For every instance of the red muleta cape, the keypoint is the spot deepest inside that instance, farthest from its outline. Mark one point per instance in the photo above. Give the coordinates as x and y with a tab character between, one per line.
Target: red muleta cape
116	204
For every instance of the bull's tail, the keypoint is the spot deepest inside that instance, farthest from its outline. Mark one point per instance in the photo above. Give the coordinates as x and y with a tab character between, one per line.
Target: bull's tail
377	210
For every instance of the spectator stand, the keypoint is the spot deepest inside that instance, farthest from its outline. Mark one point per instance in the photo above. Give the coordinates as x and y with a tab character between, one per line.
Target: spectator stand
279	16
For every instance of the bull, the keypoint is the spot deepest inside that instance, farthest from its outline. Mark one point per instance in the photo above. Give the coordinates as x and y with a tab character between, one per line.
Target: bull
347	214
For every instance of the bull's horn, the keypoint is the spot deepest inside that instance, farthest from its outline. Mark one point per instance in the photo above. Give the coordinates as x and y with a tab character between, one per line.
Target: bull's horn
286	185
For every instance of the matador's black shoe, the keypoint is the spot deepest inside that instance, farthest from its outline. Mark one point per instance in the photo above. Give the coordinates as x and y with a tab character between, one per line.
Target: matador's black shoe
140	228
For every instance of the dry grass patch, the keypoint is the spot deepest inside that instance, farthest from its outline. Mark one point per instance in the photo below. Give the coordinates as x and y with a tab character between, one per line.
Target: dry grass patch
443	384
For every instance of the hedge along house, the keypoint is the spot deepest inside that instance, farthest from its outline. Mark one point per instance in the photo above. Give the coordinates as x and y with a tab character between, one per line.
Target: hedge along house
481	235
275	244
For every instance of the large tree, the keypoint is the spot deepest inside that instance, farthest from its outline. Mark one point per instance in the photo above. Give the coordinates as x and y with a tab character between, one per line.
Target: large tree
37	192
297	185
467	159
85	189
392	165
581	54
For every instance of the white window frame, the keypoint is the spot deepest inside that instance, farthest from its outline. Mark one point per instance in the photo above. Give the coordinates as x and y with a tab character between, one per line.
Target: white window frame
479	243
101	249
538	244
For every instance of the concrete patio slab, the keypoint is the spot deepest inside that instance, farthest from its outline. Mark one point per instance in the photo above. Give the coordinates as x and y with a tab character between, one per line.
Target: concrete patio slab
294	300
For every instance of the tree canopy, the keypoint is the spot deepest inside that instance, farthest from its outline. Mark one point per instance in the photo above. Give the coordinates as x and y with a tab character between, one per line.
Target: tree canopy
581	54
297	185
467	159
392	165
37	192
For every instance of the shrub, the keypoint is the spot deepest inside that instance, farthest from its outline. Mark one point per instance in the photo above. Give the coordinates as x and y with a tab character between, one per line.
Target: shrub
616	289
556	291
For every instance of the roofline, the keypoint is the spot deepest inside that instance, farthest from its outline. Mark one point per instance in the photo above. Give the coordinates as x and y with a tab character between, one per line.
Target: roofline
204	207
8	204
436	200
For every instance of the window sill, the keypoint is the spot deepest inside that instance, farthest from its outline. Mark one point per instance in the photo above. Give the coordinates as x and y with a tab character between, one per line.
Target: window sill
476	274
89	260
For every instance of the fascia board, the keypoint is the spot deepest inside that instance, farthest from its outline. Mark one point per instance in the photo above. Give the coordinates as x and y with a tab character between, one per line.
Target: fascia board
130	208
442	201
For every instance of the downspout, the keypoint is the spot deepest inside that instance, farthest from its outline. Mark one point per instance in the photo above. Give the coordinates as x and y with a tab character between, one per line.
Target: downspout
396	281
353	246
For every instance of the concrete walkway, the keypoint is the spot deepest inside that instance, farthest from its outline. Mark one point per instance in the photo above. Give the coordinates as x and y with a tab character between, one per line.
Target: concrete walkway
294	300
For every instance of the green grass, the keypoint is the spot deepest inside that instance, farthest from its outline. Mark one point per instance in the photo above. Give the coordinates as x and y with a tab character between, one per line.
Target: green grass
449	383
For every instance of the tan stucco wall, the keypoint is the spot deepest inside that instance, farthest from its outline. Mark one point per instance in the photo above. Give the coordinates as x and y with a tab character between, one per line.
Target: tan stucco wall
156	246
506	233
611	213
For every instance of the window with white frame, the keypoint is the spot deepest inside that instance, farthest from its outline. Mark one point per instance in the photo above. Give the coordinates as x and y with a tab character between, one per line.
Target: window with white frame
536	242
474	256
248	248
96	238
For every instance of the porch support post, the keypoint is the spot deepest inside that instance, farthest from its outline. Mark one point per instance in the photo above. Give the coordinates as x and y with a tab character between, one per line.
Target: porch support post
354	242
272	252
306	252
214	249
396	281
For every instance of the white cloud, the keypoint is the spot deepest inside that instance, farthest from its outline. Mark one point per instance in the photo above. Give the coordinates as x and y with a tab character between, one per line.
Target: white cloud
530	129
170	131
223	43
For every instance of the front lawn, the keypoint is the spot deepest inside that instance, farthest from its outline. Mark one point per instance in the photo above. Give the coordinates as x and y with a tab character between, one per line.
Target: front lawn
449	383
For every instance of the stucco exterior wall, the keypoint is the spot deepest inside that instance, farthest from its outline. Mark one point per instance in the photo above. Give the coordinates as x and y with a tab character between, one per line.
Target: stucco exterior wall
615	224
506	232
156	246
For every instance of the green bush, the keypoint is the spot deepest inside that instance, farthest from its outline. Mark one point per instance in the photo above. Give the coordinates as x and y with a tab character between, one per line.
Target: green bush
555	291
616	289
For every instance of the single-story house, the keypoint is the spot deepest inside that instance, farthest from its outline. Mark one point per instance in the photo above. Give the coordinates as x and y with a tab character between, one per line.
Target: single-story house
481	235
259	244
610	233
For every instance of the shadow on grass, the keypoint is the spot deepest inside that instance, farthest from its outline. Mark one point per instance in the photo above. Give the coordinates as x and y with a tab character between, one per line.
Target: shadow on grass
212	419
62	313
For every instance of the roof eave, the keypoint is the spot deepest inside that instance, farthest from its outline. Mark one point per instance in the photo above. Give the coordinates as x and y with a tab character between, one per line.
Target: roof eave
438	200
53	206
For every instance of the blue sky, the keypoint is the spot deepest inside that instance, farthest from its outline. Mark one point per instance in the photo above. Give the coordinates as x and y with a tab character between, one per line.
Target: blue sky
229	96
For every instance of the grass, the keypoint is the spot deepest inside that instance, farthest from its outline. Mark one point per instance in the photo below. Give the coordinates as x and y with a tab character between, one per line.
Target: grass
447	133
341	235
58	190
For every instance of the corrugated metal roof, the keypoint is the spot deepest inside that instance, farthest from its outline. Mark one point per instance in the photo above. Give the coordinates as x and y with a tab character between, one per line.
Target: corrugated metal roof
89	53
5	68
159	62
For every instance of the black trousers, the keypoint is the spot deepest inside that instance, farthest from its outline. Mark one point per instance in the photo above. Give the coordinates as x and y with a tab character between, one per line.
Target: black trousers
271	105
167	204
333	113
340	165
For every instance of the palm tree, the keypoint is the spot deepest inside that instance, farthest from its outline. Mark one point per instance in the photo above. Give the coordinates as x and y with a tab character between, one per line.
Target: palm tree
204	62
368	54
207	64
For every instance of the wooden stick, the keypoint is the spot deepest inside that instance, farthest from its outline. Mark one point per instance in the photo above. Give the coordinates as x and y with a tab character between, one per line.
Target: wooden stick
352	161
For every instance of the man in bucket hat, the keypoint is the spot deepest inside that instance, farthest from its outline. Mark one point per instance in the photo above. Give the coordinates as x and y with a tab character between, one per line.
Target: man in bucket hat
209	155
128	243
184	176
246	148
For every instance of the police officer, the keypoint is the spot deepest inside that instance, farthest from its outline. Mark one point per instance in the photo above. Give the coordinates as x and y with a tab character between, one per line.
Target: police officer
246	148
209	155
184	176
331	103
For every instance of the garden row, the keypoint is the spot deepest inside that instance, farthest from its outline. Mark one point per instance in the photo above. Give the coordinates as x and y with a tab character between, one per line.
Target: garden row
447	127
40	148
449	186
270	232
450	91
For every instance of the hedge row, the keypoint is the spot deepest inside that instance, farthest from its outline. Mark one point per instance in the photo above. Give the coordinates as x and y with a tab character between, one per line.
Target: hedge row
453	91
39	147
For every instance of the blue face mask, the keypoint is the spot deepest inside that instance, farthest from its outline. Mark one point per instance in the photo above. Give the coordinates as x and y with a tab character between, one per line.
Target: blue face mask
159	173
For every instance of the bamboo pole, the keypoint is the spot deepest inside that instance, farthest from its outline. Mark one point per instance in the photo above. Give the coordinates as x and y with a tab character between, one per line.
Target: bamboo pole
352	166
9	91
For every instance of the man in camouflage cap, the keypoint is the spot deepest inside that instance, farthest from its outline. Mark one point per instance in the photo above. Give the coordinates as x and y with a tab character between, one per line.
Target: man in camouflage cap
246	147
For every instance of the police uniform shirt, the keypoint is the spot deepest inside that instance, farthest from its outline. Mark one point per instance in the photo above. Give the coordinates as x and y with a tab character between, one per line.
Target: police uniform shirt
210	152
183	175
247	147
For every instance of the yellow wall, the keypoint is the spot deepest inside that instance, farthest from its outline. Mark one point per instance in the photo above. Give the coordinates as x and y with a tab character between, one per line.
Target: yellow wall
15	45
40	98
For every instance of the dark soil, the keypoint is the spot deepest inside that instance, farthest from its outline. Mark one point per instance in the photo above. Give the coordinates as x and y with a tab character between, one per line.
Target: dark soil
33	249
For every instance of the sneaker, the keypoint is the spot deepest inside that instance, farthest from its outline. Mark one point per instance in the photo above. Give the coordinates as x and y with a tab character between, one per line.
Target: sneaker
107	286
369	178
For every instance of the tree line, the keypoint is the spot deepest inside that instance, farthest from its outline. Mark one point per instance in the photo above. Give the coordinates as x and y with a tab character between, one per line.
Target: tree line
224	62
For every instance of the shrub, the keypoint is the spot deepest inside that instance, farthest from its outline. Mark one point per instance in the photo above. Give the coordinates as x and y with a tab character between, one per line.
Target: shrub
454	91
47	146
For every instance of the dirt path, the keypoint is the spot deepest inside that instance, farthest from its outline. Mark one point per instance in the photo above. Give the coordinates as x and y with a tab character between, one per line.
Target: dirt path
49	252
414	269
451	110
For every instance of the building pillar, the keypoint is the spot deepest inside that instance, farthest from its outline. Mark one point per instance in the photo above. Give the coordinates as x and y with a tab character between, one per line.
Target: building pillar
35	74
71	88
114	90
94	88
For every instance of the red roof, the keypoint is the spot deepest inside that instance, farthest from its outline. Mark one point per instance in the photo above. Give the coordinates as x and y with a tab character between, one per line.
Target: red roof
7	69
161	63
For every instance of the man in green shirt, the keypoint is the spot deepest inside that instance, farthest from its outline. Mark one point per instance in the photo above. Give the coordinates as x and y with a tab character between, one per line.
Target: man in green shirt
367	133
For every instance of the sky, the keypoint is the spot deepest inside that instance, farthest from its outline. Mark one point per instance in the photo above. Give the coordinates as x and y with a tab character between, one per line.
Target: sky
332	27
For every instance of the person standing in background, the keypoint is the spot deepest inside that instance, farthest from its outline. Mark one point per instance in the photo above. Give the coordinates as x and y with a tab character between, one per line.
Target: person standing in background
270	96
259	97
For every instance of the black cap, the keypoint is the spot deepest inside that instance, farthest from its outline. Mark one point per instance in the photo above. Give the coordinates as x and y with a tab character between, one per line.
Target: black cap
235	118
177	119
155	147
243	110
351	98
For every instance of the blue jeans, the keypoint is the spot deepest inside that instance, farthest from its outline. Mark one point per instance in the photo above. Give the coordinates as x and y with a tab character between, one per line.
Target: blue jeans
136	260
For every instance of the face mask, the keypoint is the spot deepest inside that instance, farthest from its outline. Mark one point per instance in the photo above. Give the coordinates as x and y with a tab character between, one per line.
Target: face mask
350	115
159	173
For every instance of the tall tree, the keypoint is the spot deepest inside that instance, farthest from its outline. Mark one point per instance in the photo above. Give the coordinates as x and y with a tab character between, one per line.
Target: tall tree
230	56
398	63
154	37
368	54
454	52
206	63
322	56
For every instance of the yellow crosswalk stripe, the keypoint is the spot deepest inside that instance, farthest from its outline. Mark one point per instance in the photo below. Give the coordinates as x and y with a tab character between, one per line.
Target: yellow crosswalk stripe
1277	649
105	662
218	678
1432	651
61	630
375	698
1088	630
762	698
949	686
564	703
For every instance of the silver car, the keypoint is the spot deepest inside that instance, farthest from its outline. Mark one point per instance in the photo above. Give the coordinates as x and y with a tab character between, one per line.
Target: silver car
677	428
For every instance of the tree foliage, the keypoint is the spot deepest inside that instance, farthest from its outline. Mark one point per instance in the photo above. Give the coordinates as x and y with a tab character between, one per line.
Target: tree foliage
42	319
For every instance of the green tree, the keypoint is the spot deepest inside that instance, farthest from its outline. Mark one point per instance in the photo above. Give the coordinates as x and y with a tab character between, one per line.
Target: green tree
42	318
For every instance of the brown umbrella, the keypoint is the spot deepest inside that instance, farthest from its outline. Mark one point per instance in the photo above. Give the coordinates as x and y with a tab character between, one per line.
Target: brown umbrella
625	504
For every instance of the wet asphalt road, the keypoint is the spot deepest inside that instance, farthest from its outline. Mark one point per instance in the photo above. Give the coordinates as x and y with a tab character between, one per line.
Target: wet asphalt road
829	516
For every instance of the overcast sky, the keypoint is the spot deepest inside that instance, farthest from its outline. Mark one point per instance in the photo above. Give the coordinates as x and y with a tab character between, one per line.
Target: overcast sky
..............................
Give back, exactly as written, the lines from the one with "For every instance of the wet" to the last line.

For every instance of the wet asphalt road, the keypoint is the spot deepest inside that instance, farthest from its outline. Mark one point per instance in the photo above. Give the coordinates as x and y with a tab character between, one per line.
Target: wet asphalt road
829	516
For every instance of the overcast sky, the keypoint is the spot deepest inside that instance, farthest from its outline. Mark one point per instance in the photo above. Give the coordinates as x and y with a tab character between, one per line.
Target: overcast sky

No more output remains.